GOAL
Can you reproduce the stretch of the records from the very beginning through the line containing "18L79 23L79 4L0", word for word, with both ends included? Leave the pictures out of your answer.

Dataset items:

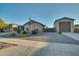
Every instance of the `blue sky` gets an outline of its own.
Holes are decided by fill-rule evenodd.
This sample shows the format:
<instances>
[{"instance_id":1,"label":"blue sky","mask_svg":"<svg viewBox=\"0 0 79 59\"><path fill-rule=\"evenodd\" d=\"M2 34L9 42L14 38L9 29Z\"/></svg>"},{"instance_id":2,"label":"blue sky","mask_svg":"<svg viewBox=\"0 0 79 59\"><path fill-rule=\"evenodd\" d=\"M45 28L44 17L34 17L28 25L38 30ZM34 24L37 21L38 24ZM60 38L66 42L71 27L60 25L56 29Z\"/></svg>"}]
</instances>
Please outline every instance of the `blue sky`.
<instances>
[{"instance_id":1,"label":"blue sky","mask_svg":"<svg viewBox=\"0 0 79 59\"><path fill-rule=\"evenodd\" d=\"M74 18L79 23L79 4L0 4L0 18L7 23L24 24L29 18L41 22L49 27L55 20L62 17Z\"/></svg>"}]
</instances>

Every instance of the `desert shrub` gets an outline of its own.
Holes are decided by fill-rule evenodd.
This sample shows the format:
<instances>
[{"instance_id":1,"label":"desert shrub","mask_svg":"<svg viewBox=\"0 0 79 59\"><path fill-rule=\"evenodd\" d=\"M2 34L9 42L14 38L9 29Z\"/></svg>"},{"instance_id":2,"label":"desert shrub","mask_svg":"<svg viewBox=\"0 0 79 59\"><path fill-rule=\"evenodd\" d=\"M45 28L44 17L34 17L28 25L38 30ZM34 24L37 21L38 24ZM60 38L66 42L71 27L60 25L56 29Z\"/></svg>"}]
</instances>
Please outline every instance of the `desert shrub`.
<instances>
[{"instance_id":1,"label":"desert shrub","mask_svg":"<svg viewBox=\"0 0 79 59\"><path fill-rule=\"evenodd\" d=\"M62 34L62 32L58 32L59 34Z\"/></svg>"},{"instance_id":2,"label":"desert shrub","mask_svg":"<svg viewBox=\"0 0 79 59\"><path fill-rule=\"evenodd\" d=\"M32 34L38 34L38 30L37 29L32 30Z\"/></svg>"},{"instance_id":3,"label":"desert shrub","mask_svg":"<svg viewBox=\"0 0 79 59\"><path fill-rule=\"evenodd\" d=\"M12 36L16 36L16 32L12 32L11 35L12 35Z\"/></svg>"},{"instance_id":4,"label":"desert shrub","mask_svg":"<svg viewBox=\"0 0 79 59\"><path fill-rule=\"evenodd\" d=\"M26 31L22 31L22 34L27 34L27 32Z\"/></svg>"},{"instance_id":5,"label":"desert shrub","mask_svg":"<svg viewBox=\"0 0 79 59\"><path fill-rule=\"evenodd\" d=\"M21 32L21 30L17 30L17 33L20 33Z\"/></svg>"}]
</instances>

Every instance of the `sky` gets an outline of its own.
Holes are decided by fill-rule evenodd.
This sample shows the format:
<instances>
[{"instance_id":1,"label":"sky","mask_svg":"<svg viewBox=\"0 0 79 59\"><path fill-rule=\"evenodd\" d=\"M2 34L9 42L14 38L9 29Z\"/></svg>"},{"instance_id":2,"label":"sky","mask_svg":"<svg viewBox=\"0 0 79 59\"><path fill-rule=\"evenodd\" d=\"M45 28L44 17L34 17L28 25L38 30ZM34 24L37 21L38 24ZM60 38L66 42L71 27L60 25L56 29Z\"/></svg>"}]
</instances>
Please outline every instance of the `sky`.
<instances>
[{"instance_id":1,"label":"sky","mask_svg":"<svg viewBox=\"0 0 79 59\"><path fill-rule=\"evenodd\" d=\"M0 3L0 18L7 23L23 25L29 17L53 27L55 20L62 17L75 19L79 23L79 4L75 3Z\"/></svg>"}]
</instances>

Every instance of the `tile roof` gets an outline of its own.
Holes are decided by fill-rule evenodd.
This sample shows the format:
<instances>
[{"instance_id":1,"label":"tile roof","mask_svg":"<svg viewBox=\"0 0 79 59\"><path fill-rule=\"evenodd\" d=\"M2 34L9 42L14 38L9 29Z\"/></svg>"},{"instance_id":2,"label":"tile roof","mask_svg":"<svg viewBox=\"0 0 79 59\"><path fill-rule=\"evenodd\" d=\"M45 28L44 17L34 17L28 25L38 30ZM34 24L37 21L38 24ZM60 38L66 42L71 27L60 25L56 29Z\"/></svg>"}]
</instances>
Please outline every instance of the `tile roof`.
<instances>
[{"instance_id":1,"label":"tile roof","mask_svg":"<svg viewBox=\"0 0 79 59\"><path fill-rule=\"evenodd\" d=\"M69 18L69 17L63 17L63 18L60 18L60 19L56 20L56 21L54 22L54 24L55 24L57 21L62 20L62 19L75 20L75 19L72 19L72 18Z\"/></svg>"}]
</instances>

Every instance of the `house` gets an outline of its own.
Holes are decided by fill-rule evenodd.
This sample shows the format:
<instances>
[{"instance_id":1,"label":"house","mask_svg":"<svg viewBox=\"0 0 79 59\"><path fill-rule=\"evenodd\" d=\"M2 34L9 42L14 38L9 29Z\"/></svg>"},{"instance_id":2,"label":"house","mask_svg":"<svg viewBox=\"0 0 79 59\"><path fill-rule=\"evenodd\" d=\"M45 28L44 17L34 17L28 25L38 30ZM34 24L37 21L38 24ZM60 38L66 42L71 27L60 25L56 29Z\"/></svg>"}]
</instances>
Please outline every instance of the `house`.
<instances>
[{"instance_id":1,"label":"house","mask_svg":"<svg viewBox=\"0 0 79 59\"><path fill-rule=\"evenodd\" d=\"M9 24L8 27L4 28L6 31L16 31L18 29L17 24Z\"/></svg>"},{"instance_id":2,"label":"house","mask_svg":"<svg viewBox=\"0 0 79 59\"><path fill-rule=\"evenodd\" d=\"M74 20L72 18L63 17L54 22L56 32L74 32Z\"/></svg>"},{"instance_id":3,"label":"house","mask_svg":"<svg viewBox=\"0 0 79 59\"><path fill-rule=\"evenodd\" d=\"M29 22L25 23L23 25L23 27L24 27L24 31L26 31L26 32L31 32L34 29L37 29L38 32L42 32L44 27L45 27L45 25L43 25L40 22L37 22L37 21L34 21L34 20L30 20Z\"/></svg>"},{"instance_id":4,"label":"house","mask_svg":"<svg viewBox=\"0 0 79 59\"><path fill-rule=\"evenodd\" d=\"M79 24L74 25L74 32L79 32Z\"/></svg>"}]
</instances>

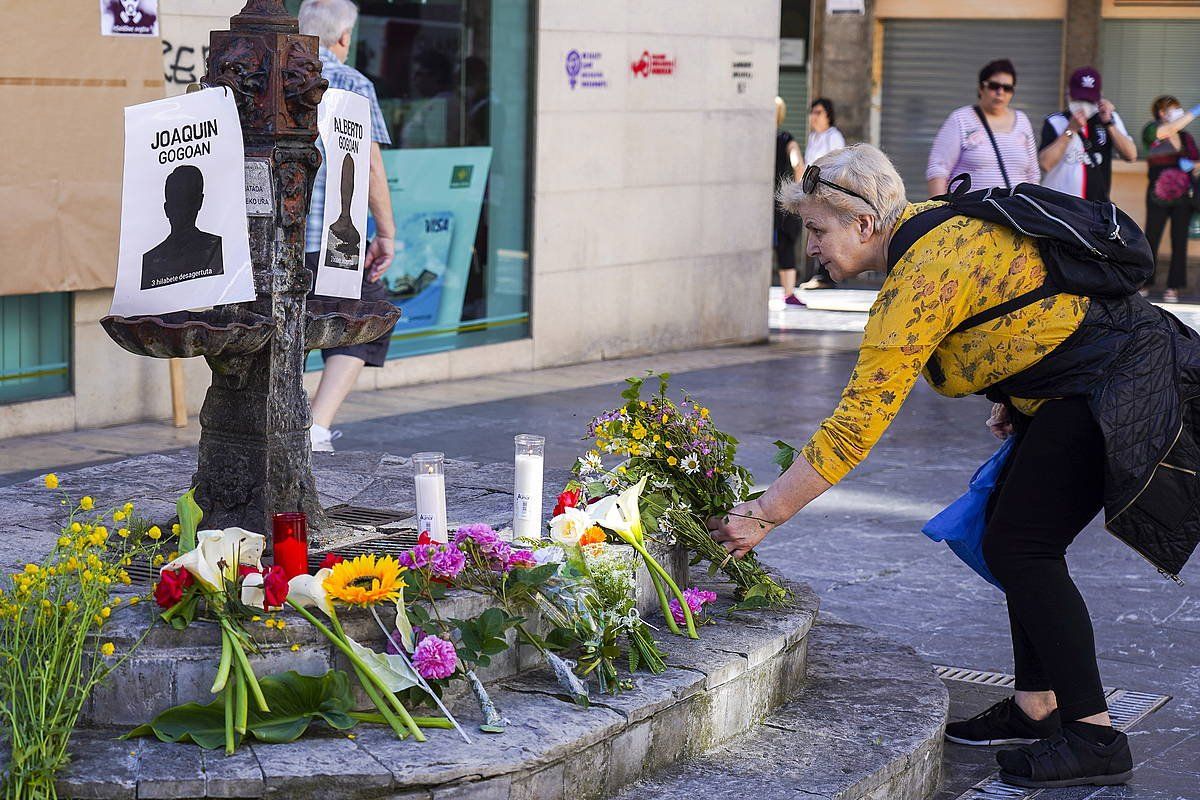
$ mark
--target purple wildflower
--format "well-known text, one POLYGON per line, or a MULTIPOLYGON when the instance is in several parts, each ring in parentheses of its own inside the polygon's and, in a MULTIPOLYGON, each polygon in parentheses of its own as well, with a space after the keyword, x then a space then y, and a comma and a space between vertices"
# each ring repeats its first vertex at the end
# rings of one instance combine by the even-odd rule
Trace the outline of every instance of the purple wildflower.
POLYGON ((454 581, 464 566, 467 566, 467 557, 456 545, 445 545, 430 559, 434 578, 454 581))
POLYGON ((458 667, 458 652, 440 636, 427 636, 413 652, 413 666, 426 680, 449 678, 458 667))
MULTIPOLYGON (((688 601, 688 609, 691 610, 691 615, 696 616, 703 610, 706 603, 710 603, 716 600, 716 593, 709 591, 707 589, 684 589, 683 599, 688 601)), ((674 618, 676 622, 683 625, 688 621, 684 616, 683 607, 679 604, 678 600, 671 601, 671 616, 674 618)))
POLYGON ((538 566, 538 558, 533 554, 533 551, 512 551, 509 555, 506 566, 508 570, 515 570, 517 567, 524 567, 528 570, 538 566))

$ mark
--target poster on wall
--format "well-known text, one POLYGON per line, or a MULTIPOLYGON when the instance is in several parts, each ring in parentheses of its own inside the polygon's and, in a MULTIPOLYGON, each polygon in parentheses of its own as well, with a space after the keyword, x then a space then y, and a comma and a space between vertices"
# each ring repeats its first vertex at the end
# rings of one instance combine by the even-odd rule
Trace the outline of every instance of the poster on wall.
POLYGON ((384 150, 396 258, 382 281, 396 332, 457 327, 475 249, 491 148, 384 150))
POLYGON ((367 246, 371 101, 330 89, 317 109, 325 157, 325 207, 316 294, 358 300, 367 246))
POLYGON ((101 36, 158 36, 158 0, 100 0, 101 36))
POLYGON ((254 299, 241 125, 223 89, 125 109, 121 243, 109 313, 254 299))

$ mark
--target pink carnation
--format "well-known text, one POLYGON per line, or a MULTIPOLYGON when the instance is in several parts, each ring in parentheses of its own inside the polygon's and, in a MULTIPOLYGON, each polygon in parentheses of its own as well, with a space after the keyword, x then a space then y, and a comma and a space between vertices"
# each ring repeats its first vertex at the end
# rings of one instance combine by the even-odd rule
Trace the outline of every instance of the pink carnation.
POLYGON ((534 557, 533 551, 512 551, 509 555, 509 570, 515 570, 517 567, 533 569, 538 566, 538 559, 534 557))
POLYGON ((458 667, 458 652, 440 636, 427 636, 413 652, 413 666, 426 680, 449 678, 458 667))
MULTIPOLYGON (((688 601, 688 609, 691 610, 691 615, 696 616, 703 610, 707 603, 716 600, 716 593, 709 591, 708 589, 684 589, 683 599, 688 601)), ((683 625, 688 621, 684 616, 683 607, 679 604, 678 600, 671 601, 671 616, 674 618, 676 622, 683 625)))

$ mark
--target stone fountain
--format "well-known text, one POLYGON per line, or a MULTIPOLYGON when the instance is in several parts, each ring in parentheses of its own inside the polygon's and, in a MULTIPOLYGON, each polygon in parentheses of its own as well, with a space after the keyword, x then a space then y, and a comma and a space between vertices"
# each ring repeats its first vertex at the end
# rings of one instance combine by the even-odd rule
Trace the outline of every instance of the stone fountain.
POLYGON ((270 173, 274 213, 248 219, 257 297, 101 324, 130 353, 204 356, 211 368, 193 479, 205 527, 269 531, 272 513, 304 511, 320 528, 305 354, 378 338, 400 311, 386 301, 306 297, 305 217, 320 166, 317 106, 329 85, 317 37, 300 35, 282 0, 248 0, 228 31, 210 35, 206 68, 202 86, 223 86, 236 100, 247 162, 270 173))

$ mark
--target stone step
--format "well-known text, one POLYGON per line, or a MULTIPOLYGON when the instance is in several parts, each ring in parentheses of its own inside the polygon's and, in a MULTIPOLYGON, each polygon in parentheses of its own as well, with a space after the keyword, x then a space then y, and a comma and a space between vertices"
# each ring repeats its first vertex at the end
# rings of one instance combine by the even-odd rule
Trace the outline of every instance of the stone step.
POLYGON ((924 800, 936 792, 949 698, 916 652, 822 619, 800 697, 743 736, 616 800, 924 800))
MULTIPOLYGON (((300 741, 251 741, 226 757, 194 745, 119 741, 119 730, 85 729, 72 741, 59 794, 64 800, 599 799, 745 733, 797 696, 817 599, 806 587, 793 589, 794 607, 719 619, 700 640, 664 633, 670 669, 637 673, 631 690, 594 694, 590 709, 558 699, 542 670, 505 679, 491 690, 510 720, 503 734, 476 733, 478 708, 456 705, 472 745, 449 730, 431 730, 419 745, 397 741, 377 726, 360 726, 353 738, 314 726, 300 741)), ((731 604, 724 593, 716 614, 731 604)))

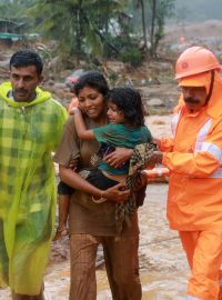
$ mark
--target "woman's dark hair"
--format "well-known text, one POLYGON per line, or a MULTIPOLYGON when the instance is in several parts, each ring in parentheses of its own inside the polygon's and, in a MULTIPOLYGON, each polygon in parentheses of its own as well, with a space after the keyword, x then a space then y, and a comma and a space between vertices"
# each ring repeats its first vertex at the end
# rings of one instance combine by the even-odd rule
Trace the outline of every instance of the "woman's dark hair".
POLYGON ((11 67, 23 68, 29 66, 34 66, 38 76, 41 74, 43 62, 37 52, 29 49, 23 49, 14 52, 9 62, 10 70, 11 67))
POLYGON ((114 88, 105 97, 122 111, 124 119, 132 127, 144 126, 144 109, 138 90, 131 88, 114 88))
POLYGON ((104 76, 98 71, 88 71, 84 72, 74 84, 74 93, 77 97, 79 96, 79 92, 84 88, 90 87, 92 89, 95 89, 98 92, 105 96, 109 91, 108 82, 104 78, 104 76))

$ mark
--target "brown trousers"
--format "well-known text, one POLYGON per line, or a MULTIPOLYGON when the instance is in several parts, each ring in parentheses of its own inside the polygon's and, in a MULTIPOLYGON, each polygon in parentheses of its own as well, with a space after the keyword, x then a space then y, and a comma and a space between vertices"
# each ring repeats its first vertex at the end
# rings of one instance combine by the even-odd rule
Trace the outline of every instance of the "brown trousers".
POLYGON ((37 296, 20 294, 12 292, 12 300, 44 300, 43 288, 41 289, 40 294, 37 296))
POLYGON ((94 237, 71 234, 70 300, 95 300, 95 258, 103 246, 105 268, 113 300, 141 300, 138 247, 139 237, 94 237))

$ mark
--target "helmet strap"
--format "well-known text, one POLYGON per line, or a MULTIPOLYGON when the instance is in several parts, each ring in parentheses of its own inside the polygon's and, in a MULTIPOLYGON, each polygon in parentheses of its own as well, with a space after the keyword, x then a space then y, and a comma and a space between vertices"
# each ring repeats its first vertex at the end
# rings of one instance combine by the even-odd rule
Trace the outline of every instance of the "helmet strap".
POLYGON ((212 96, 212 92, 213 92, 214 77, 215 77, 215 70, 211 70, 211 84, 210 84, 209 93, 208 93, 208 96, 205 98, 204 106, 208 106, 208 102, 211 99, 211 96, 212 96))

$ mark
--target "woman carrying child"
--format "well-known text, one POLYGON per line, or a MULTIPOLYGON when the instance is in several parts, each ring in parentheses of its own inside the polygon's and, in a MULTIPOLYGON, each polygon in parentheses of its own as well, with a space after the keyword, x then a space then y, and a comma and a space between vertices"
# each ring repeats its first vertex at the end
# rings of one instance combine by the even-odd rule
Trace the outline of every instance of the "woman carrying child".
MULTIPOLYGON (((151 141, 151 134, 143 126, 144 117, 140 96, 132 91, 131 89, 113 90, 113 93, 111 91, 108 97, 110 99, 108 118, 112 122, 110 127, 121 127, 121 130, 124 128, 123 136, 127 141, 123 142, 122 137, 122 143, 120 146, 113 143, 112 147, 133 148, 131 140, 134 139, 137 140, 134 144, 151 141), (114 102, 118 94, 121 94, 122 98, 120 91, 124 91, 127 97, 123 107, 118 107, 119 102, 114 102), (130 103, 131 96, 134 99, 133 107, 137 107, 137 103, 140 103, 140 106, 137 109, 131 107, 129 116, 127 116, 125 109, 128 101, 130 103), (128 134, 125 133, 127 129, 128 134), (132 134, 133 131, 138 131, 135 138, 132 134)), ((103 246, 105 268, 113 299, 140 300, 142 296, 138 263, 139 228, 137 210, 131 216, 131 227, 129 228, 124 223, 119 238, 115 239, 115 203, 124 202, 129 196, 129 191, 121 191, 125 186, 124 179, 129 169, 128 163, 123 164, 122 162, 127 160, 127 157, 130 158, 129 151, 121 151, 123 153, 119 160, 121 168, 111 168, 104 161, 101 161, 99 166, 103 167, 98 166, 98 168, 89 169, 87 180, 92 182, 93 186, 69 168, 70 159, 73 157, 78 158, 78 170, 92 167, 90 158, 99 148, 94 137, 100 142, 108 143, 108 146, 110 142, 102 139, 105 136, 102 126, 107 124, 105 97, 109 94, 103 76, 99 72, 87 72, 75 84, 75 93, 82 111, 82 124, 83 127, 85 124, 93 138, 91 136, 91 140, 87 140, 78 137, 74 119, 81 118, 81 114, 77 111, 67 122, 62 141, 54 157, 54 160, 60 164, 61 180, 75 189, 71 196, 69 209, 70 300, 97 299, 95 257, 100 243, 103 246), (101 130, 99 130, 100 128, 101 130), (91 131, 91 129, 93 130, 91 131), (112 172, 109 168, 113 169, 112 172), (90 177, 92 180, 90 180, 90 177), (95 183, 98 187, 95 187, 95 183)), ((119 139, 113 132, 111 136, 117 142, 119 139)))

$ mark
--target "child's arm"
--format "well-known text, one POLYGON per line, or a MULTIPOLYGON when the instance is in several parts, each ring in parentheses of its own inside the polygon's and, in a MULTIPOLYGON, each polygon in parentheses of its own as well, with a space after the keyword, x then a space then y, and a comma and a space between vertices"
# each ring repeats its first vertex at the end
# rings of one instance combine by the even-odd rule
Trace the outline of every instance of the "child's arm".
POLYGON ((93 131, 88 130, 85 127, 81 110, 79 108, 73 108, 71 110, 71 114, 74 117, 74 124, 78 137, 83 140, 95 140, 93 131))

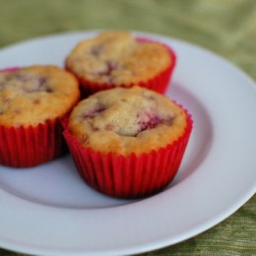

WRITTEN SOLUTION
Every instance of the `blue sky` gets an outline of its own.
Holes are decided by fill-rule evenodd.
This sample shows the format:
<instances>
[{"instance_id":1,"label":"blue sky","mask_svg":"<svg viewBox=\"0 0 79 59\"><path fill-rule=\"evenodd\" d=\"M2 34L9 42L14 38L9 29Z\"/></svg>"},{"instance_id":2,"label":"blue sky","mask_svg":"<svg viewBox=\"0 0 79 59\"><path fill-rule=\"evenodd\" d=\"M45 28L44 17L34 17L28 25L38 30ZM34 24L37 21L38 24ZM60 38L66 42L71 27L60 25L56 29Z\"/></svg>"}]
</instances>
Please outline every instance of the `blue sky`.
<instances>
[{"instance_id":1,"label":"blue sky","mask_svg":"<svg viewBox=\"0 0 79 59\"><path fill-rule=\"evenodd\" d=\"M74 18L79 23L79 4L0 4L0 18L7 23L24 24L29 18L41 22L49 27L55 20L62 17Z\"/></svg>"}]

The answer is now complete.